[Location labeling records]
* * * * *

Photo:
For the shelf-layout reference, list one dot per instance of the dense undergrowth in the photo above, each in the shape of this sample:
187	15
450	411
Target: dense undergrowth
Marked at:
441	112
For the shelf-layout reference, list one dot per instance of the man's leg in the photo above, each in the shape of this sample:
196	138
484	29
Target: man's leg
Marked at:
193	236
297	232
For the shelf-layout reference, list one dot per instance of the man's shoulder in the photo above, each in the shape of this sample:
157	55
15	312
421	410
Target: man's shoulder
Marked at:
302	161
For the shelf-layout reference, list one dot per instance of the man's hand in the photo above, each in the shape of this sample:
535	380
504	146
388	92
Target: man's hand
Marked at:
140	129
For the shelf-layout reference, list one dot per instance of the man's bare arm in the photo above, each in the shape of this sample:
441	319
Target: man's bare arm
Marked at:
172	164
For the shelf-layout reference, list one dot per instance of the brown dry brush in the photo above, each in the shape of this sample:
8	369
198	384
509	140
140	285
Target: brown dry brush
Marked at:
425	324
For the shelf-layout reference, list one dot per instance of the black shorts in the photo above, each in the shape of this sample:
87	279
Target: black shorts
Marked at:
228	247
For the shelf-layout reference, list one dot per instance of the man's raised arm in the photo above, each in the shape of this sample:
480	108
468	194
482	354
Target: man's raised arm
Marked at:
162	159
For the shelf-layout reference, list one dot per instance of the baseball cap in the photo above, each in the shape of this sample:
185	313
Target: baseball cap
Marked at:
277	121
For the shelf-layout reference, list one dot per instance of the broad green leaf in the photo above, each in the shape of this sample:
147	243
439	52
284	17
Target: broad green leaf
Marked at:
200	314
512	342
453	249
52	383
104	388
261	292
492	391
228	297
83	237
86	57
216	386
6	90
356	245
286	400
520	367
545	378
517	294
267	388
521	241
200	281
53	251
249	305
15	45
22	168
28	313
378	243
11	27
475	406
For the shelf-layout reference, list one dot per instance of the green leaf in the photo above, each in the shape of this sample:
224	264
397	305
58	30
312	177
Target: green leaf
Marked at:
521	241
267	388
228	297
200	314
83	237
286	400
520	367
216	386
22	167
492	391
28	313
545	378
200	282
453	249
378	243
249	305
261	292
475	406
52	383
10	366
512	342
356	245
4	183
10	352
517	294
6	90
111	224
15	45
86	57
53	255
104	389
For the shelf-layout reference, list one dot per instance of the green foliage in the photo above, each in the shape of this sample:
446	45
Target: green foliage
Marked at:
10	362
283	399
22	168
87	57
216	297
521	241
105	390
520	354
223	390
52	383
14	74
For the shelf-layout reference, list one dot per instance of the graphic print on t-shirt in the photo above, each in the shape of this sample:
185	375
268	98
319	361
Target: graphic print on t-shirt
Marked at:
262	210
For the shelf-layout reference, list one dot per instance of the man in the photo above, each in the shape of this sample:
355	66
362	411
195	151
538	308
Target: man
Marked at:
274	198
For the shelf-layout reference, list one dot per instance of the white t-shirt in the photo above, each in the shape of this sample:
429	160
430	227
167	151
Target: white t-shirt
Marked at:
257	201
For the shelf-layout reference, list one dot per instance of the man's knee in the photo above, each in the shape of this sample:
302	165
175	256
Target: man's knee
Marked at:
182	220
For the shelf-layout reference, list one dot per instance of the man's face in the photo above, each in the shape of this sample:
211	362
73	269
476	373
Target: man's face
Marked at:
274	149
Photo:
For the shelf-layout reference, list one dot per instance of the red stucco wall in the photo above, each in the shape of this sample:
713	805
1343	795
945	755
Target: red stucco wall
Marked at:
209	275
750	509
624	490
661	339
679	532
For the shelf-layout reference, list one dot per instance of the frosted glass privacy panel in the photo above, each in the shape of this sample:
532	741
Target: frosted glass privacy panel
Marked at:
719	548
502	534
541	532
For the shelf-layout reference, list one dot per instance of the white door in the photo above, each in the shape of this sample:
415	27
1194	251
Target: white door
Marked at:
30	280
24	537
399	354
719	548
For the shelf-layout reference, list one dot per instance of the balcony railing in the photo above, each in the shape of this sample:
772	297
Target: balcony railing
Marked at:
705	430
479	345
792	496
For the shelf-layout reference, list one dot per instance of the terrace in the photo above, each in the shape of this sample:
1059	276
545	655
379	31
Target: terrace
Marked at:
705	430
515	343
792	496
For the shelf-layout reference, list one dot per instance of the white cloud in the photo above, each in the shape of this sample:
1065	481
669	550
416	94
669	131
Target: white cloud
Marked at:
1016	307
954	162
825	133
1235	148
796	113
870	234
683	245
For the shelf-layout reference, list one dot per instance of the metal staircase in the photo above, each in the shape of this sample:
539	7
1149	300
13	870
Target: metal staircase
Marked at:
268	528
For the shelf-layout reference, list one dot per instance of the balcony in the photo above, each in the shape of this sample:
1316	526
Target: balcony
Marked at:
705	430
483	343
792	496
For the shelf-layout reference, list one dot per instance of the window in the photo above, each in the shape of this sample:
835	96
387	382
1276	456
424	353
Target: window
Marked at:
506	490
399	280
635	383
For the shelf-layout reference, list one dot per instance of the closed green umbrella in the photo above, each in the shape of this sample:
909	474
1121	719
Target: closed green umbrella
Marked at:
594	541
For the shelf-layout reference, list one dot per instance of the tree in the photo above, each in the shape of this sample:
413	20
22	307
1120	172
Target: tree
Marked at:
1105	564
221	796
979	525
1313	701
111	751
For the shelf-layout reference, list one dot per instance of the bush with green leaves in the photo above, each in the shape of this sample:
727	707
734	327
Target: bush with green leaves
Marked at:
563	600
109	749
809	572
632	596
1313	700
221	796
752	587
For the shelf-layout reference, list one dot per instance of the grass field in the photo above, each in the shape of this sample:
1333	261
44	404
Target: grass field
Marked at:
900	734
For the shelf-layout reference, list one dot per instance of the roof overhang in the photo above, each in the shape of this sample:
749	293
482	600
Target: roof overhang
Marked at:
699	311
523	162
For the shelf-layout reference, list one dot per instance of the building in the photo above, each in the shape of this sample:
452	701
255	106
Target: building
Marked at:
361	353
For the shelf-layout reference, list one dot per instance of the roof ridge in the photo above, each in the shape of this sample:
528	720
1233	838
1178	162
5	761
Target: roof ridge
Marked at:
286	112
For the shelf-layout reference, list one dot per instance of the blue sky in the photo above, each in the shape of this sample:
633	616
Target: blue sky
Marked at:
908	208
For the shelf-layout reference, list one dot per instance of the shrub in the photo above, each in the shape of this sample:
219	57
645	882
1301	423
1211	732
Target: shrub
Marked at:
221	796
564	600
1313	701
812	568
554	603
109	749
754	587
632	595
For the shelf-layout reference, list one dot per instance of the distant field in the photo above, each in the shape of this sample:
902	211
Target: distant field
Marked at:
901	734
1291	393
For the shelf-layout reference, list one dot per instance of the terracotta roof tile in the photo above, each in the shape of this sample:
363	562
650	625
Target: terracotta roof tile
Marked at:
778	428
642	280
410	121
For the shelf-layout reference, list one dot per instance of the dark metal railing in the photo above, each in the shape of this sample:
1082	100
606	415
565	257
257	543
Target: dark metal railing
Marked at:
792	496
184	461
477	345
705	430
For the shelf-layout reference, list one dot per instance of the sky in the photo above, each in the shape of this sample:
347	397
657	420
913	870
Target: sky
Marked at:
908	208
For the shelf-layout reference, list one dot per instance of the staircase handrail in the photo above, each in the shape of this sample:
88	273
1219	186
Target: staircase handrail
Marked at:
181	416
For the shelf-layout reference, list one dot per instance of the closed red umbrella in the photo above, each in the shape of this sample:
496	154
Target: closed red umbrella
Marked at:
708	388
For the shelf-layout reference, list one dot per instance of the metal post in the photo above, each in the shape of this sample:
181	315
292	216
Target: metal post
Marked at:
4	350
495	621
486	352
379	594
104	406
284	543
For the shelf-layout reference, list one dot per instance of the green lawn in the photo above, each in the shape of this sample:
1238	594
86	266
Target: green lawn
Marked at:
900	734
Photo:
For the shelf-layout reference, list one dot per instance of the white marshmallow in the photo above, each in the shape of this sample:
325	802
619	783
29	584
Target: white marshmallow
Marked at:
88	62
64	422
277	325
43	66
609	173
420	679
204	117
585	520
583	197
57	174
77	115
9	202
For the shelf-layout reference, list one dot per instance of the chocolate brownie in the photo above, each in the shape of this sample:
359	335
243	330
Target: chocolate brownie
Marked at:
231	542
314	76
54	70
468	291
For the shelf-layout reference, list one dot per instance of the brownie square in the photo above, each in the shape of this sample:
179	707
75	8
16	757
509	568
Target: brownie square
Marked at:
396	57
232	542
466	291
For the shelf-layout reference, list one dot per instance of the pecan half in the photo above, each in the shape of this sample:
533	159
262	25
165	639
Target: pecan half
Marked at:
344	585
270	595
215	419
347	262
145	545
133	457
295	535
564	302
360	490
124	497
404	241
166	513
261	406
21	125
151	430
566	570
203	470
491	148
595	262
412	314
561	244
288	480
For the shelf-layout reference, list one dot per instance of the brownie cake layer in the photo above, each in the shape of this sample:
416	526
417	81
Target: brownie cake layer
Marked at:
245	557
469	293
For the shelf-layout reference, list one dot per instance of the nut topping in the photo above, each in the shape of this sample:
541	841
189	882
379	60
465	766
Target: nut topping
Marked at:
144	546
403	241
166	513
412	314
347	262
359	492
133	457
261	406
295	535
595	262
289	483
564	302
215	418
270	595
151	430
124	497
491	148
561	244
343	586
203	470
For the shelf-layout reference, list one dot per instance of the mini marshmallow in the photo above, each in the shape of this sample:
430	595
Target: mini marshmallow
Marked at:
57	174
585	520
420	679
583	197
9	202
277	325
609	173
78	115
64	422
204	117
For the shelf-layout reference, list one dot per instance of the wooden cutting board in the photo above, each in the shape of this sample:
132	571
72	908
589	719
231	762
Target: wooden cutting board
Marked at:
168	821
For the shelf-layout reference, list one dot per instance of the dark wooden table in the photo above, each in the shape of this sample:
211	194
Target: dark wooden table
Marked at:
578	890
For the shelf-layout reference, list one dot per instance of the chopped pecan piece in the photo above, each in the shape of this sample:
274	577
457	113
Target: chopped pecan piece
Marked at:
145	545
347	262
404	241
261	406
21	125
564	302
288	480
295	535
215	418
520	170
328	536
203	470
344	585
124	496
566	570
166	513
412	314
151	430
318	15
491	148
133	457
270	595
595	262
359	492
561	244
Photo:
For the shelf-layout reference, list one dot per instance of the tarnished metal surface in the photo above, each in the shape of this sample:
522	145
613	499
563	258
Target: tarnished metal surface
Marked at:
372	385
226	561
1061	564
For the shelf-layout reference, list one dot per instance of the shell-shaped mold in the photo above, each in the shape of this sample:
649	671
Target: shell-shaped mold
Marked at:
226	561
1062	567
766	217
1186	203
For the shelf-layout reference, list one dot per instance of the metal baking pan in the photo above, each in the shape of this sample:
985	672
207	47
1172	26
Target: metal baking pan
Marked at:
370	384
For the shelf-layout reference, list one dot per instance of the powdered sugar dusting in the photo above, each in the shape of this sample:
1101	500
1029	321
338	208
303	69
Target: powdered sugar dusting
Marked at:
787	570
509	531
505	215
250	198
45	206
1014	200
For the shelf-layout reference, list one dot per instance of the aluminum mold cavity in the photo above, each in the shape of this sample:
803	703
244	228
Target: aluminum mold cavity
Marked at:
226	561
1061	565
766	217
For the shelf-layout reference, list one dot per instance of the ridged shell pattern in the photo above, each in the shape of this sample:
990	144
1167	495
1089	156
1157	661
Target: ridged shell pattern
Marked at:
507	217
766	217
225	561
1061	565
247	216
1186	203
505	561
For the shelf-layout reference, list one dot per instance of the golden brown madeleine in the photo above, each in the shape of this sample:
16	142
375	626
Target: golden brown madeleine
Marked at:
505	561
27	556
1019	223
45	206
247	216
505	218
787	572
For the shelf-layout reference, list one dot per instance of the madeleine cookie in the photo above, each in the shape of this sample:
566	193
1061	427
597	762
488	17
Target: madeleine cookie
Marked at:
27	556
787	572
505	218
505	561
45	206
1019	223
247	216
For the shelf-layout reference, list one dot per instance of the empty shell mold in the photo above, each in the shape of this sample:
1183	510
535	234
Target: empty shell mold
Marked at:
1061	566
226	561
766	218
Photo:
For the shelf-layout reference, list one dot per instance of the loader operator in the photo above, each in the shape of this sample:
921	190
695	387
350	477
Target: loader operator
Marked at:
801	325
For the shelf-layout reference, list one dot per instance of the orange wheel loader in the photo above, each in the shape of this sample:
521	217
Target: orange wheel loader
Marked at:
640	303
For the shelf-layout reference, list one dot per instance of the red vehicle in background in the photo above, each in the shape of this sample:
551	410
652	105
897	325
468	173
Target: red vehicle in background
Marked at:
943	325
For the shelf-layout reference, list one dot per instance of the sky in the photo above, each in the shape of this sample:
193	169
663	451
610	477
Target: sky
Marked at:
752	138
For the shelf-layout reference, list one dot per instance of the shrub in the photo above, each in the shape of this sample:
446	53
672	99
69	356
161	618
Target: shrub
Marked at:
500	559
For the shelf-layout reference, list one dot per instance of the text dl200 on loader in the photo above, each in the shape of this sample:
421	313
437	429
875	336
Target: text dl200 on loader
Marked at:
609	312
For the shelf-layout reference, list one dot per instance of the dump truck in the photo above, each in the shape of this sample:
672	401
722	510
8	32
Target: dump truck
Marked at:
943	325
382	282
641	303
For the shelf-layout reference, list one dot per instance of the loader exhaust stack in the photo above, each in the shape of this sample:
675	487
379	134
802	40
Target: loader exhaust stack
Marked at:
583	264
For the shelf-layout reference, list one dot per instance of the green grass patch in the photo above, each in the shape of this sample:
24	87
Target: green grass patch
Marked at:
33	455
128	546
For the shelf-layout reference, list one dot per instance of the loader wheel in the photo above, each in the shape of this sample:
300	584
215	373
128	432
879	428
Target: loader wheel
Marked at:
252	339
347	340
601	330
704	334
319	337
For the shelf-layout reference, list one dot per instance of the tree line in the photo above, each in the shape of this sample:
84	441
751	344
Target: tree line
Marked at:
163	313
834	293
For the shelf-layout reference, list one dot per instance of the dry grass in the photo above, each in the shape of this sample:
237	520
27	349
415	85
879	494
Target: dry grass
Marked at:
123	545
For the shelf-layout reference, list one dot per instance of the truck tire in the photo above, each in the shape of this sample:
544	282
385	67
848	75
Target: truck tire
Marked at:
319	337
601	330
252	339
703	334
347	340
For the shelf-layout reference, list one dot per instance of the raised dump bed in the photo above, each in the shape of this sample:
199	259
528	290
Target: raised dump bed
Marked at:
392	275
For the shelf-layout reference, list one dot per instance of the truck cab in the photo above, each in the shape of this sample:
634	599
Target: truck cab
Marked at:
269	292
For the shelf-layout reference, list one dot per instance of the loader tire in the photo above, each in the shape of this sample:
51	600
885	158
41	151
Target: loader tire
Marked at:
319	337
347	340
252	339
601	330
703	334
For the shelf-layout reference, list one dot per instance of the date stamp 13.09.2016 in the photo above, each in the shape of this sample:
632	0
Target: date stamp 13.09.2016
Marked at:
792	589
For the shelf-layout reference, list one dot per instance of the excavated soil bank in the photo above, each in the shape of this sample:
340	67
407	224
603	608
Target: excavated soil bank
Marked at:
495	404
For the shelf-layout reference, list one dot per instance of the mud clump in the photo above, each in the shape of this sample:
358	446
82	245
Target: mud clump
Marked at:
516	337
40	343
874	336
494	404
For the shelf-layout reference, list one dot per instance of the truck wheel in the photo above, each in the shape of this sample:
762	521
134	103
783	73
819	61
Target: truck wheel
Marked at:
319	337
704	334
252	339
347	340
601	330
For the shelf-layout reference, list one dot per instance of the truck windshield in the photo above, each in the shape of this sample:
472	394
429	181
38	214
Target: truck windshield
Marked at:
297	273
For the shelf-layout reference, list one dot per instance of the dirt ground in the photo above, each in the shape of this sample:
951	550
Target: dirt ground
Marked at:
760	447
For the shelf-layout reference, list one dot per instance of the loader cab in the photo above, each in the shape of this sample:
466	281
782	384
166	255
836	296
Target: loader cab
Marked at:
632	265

* * * * *

■ Task brief
Output only the lines running from the line with "the truck wheel" through the final line of the data, inclusive.

■ Expected answer
For the shelf-layout reference, list one dot per instance of the truck wheel in the photo above, each in the shape of this sample:
762	521
134	103
783	73
819	61
Target: truck wheel
Marked at:
319	337
704	334
252	339
347	340
601	330
For the shelf-layout reference, list one dot per instance of the truck windshield in the photo above, each in the shape of this sample:
472	394
429	181
38	214
Target: truck windshield
Marked at:
297	273
For the shelf-layout reference, list one dot per instance of the dirt ground in the photo above, each in the shape of this sample:
951	550
Target: dirt ground
Marked at:
760	447
For the shelf-layout reference, list one dot per instance of the loader cab in the photo above, each in the shape of this sample:
466	281
782	384
166	255
836	296
Target: loader cab
Marked at:
632	265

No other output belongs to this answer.